_SUPPLIED INFORMATION_:

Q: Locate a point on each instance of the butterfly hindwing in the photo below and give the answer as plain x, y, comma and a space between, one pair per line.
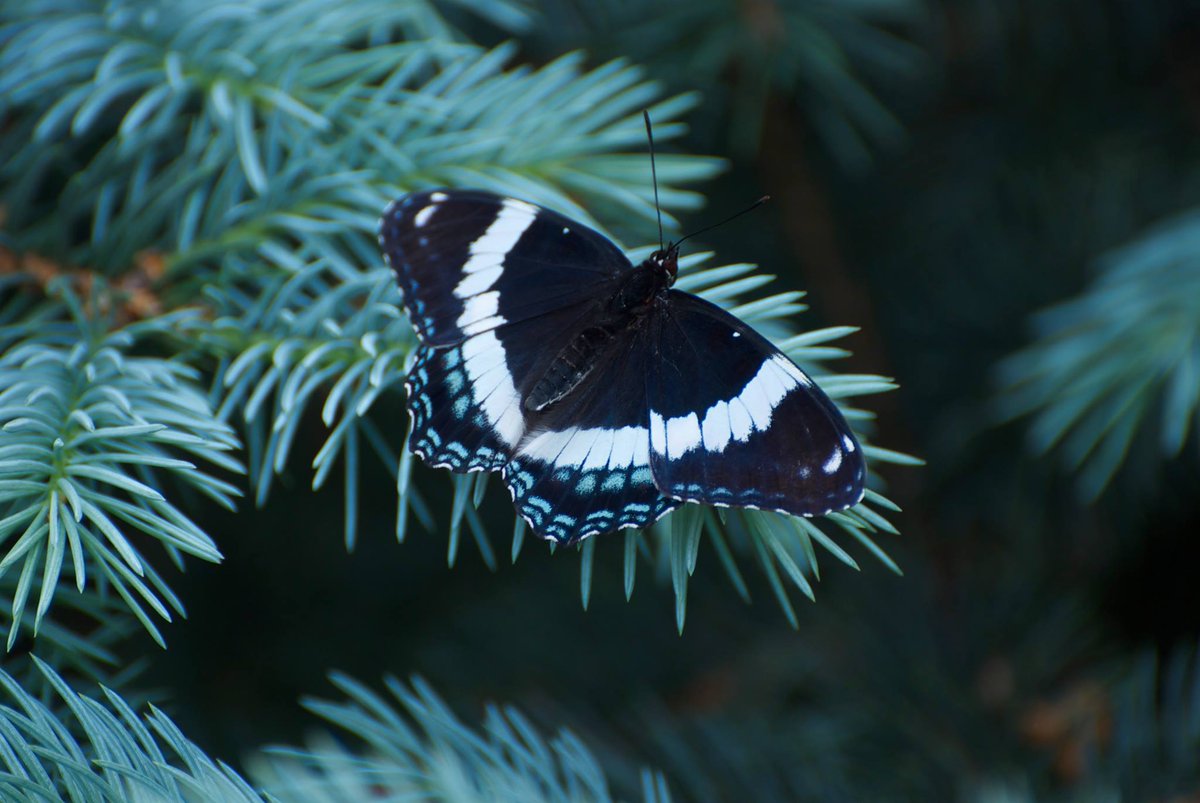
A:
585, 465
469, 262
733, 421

---

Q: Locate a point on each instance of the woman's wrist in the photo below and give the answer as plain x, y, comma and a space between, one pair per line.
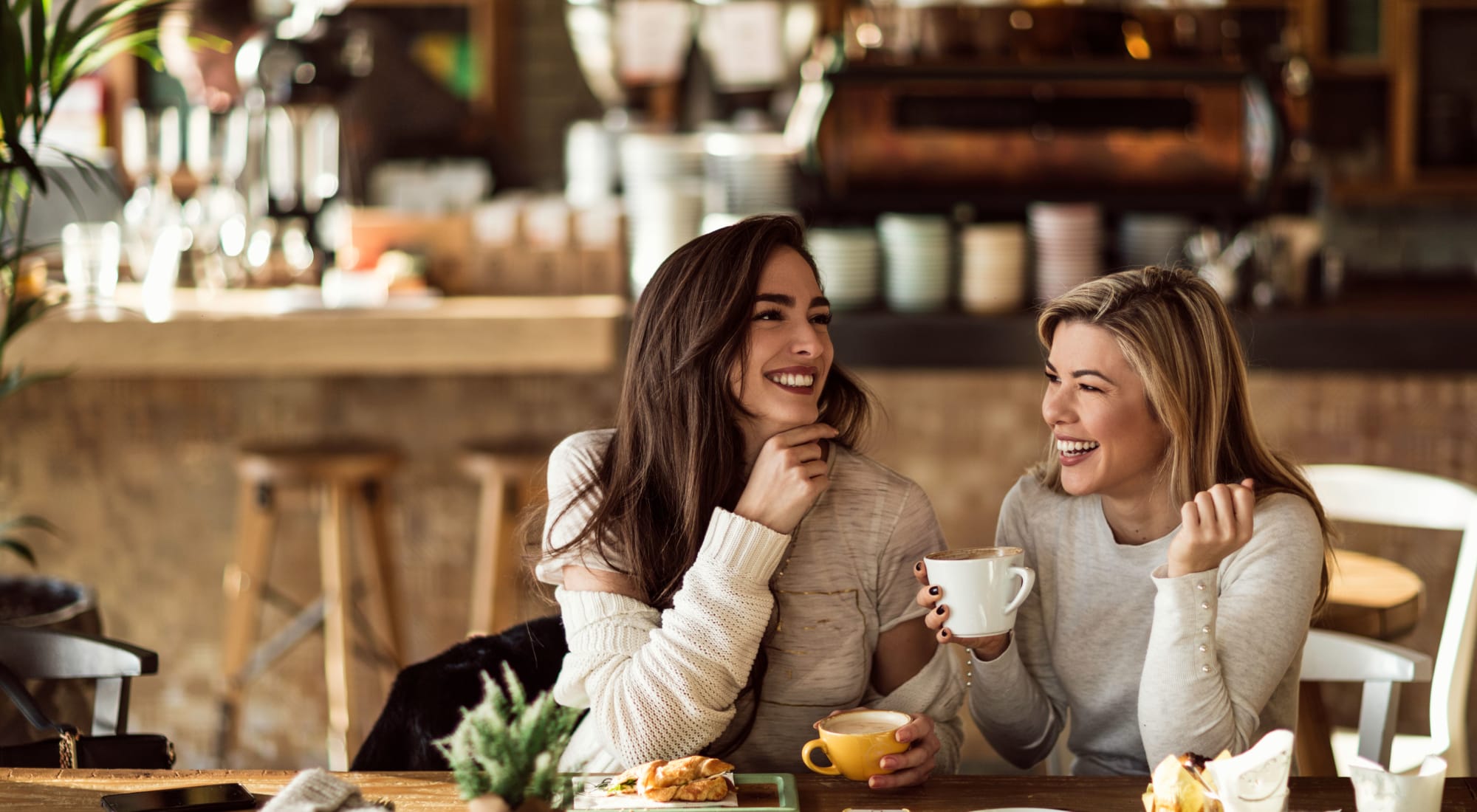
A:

_EXERCISE_: Extract each line above that contains the word "hindwing", and copy those lines in full.

_OUTPUT FOR THIS TASK_:
Q: Locate a point on each instance of the butterfly hindwing in the photo below and give the answer as plain x, y, comma and a space between, one pair per line.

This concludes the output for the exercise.